■ TASK BRIEF: Quote the entries below from the line with "class=navy tie" through the line with "class=black dress shoe", both ends included, and only those lines.

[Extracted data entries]
○ ○ ○ ○ ○

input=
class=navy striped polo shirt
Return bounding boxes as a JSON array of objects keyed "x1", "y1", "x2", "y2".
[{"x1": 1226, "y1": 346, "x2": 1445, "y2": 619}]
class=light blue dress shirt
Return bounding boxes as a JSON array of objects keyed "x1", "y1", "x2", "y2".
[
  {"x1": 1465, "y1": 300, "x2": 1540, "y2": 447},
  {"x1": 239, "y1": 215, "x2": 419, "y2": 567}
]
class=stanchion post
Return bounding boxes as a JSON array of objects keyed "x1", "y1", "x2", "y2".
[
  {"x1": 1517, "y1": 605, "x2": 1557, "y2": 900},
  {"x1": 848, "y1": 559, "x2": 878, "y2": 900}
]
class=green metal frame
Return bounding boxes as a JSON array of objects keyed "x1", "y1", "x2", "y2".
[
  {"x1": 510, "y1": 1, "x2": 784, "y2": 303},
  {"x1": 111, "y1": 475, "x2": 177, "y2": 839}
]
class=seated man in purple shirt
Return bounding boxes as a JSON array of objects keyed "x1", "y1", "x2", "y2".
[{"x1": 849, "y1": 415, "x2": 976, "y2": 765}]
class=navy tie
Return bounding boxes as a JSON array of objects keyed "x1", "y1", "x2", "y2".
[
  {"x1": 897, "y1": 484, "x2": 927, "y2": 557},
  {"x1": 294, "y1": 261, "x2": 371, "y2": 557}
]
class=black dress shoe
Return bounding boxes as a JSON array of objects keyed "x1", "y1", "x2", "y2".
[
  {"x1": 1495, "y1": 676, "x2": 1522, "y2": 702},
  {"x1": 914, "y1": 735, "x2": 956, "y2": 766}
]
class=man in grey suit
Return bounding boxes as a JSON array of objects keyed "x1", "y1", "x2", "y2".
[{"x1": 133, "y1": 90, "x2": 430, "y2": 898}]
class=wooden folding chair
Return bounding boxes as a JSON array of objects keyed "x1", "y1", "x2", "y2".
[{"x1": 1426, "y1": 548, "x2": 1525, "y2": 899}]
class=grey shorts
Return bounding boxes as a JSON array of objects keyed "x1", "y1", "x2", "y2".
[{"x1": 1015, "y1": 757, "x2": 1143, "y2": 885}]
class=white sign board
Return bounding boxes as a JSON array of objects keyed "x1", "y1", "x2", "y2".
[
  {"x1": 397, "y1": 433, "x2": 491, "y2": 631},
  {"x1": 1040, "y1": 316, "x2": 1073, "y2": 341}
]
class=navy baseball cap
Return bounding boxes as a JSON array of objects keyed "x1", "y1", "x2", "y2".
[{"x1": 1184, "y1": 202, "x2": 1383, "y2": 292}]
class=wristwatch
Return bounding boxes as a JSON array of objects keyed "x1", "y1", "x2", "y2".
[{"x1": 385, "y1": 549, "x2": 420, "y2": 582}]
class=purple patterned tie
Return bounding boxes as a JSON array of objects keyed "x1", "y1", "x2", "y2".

○ ○ ○ ○ ○

■ RESPONSE FOR THIS EXERCISE:
class=navy tie
Return bounding boxes as a JSON array of objects keyed "x1", "y1", "x2", "y2".
[
  {"x1": 897, "y1": 484, "x2": 927, "y2": 557},
  {"x1": 294, "y1": 261, "x2": 371, "y2": 557}
]
class=black dress shoe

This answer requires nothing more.